**EXERCISE AIM**:
Print the whole listing exactly.

**RECORDS FOR THIS EXERCISE**:
────────

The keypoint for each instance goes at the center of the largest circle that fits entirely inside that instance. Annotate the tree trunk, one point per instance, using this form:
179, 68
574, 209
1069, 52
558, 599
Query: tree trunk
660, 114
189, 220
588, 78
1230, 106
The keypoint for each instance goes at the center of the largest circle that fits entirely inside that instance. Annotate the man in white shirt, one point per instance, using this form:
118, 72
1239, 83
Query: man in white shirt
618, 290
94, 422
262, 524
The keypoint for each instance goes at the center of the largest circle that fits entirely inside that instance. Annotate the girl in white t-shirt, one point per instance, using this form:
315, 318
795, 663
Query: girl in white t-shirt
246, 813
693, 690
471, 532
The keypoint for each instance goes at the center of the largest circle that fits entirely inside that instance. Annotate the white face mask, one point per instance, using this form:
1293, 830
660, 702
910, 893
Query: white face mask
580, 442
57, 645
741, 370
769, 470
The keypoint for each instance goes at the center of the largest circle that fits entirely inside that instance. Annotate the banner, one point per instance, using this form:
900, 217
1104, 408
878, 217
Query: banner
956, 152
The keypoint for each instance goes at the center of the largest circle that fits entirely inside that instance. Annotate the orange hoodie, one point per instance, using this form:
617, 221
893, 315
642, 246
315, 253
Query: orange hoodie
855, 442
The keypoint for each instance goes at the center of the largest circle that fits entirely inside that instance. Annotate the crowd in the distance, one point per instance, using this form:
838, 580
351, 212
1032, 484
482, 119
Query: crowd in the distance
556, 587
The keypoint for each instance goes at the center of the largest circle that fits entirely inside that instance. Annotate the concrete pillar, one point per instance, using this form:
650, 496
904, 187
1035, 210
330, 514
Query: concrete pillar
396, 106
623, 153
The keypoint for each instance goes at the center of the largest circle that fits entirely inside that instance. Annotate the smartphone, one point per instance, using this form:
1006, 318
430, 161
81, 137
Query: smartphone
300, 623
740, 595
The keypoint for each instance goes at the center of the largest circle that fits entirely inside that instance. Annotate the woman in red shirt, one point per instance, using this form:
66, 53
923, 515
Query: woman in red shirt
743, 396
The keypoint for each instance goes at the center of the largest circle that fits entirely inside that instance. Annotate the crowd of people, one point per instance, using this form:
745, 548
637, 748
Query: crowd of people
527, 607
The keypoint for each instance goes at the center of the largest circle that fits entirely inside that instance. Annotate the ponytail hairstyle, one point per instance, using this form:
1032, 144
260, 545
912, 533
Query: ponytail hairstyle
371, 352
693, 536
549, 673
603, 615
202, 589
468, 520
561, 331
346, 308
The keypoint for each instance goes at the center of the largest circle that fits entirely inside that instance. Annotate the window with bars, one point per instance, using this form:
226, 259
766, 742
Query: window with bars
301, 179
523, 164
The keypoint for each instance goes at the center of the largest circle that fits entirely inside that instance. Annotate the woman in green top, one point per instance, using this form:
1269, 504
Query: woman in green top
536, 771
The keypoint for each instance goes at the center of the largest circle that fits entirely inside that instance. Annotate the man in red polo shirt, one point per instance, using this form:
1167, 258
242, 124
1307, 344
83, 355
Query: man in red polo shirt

────────

**OUTPUT**:
The keypoint for each instance goes at the center of the largest circle that fits entirely inside that instance. Annotate the tree trunk, one point per instance, using this form:
179, 68
574, 209
1069, 52
558, 599
Query: tree trunk
660, 114
189, 220
588, 78
1230, 106
The keypoint for each instance goes at the center of the largest circle that fits entirely inside that instance. Annotate the man in white shirt, one point per instance, using this form:
118, 72
1239, 83
Query: man in white shirt
618, 290
94, 422
262, 524
The keypoint for each instance goes at the center of the largest circle that fits entirely inside that instance. Annotate the girl in white t-shirt, one point per instance, using this form:
315, 318
795, 663
Query: girl in white t-shirt
246, 813
693, 690
471, 532
The keypoint for each instance goes at the center of the largest circle that fits entirely inside that instance. Annotate the white face mask, one point per instance, using this form:
1293, 830
660, 702
910, 893
Query: white face mask
580, 442
57, 645
741, 370
769, 470
The keypoint for each instance goes at the center of the largest circle that fits entirely inside that instance. Annotate the banner, one point per instance, using this form:
900, 217
1104, 408
878, 217
Query: banner
956, 152
The keypoint for each instance goes at the center of the largest circle that fits entirely inside that instance. Annotate the orange hoodie, one point per instance, using this form:
617, 221
893, 315
642, 246
315, 253
Query: orange hoodie
855, 442
The keypoint for each instance goes at the center of the largest circle that fits entirely inside that instance. Annotate the crowd in the distance, one point per instance, using this form:
838, 580
351, 212
1032, 484
482, 119
Query: crowd in the distance
556, 587
The keypoint for each instance goes at the center of the largest circle that fits entirely inside that instance. Annotate the concrete pillar, one point per instance, using this form:
650, 496
904, 187
1035, 210
330, 514
Query: concrete pillar
396, 106
623, 153
The keypoint for each instance goes at the center of the largest circle that fits entirely inside that instance. Annotate the smartphone, one point per instance, using this form:
1006, 318
430, 161
81, 137
Query: smartphone
300, 623
740, 595
The keypoint for each instance goes at the center of the largest circle that fits entirely inside that instance. Annotate the woman in red shirt, one point per instance, using this form:
66, 53
923, 515
Query: woman in red shirt
743, 396
The keypoint for each instance goes at the center of the largest circle that fits entirely inside that instance. Annotate the crowd of people, one point per instance, using this form:
745, 548
637, 748
Query: crowd of people
527, 607
The keypoint for each instance goes at the center of the largest circle that fits entirely inside that instance. Annotate the ponytail hairstyle, one point per instance, using this form:
1032, 144
260, 545
912, 533
Query: ponytail hairstyle
371, 352
693, 536
549, 673
603, 615
202, 589
468, 520
561, 331
346, 308
The keypoint for each instance goes at the center of the largest circle that fits entirely inside that instance. Annotate the window with bars, one point per instance, using this form:
226, 259
766, 742
Query: window with bars
301, 179
523, 164
The keypoint for each instance goes at the center of the largest circle that fits entirely inside that instance. Annotate the woman in green top, one point per instance, using this form:
1269, 504
Query: woman in green top
536, 771
The keypoint for each instance goes at the center of the largest circle that fits entirely inside that instance. Annotate the man in red polo shirt, one point per instance, using this form:
1167, 258
242, 124
1307, 344
83, 355
Query: man in red polo shirt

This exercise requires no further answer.